▸ **Aim of the exercise**
Quote word for word every line from the one containing "Where can you find the statue's" through the one containing "point(419, 92)", both of those lines included.

▸ **Data rows**
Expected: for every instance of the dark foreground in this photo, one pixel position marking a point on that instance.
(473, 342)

--

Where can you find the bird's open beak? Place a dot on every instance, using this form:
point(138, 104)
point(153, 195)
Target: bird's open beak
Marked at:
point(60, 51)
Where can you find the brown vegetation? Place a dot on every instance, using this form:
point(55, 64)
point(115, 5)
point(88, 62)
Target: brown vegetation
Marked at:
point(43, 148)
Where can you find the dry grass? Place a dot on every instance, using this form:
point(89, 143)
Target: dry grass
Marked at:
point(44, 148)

--

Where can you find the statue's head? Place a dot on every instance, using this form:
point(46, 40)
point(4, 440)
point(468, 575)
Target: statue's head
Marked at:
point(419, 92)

▸ **Correct result**
Where can you find the statue's head? Place a dot on every instance, using this form:
point(46, 40)
point(4, 440)
point(468, 575)
Target: statue's head
Marked at:
point(419, 92)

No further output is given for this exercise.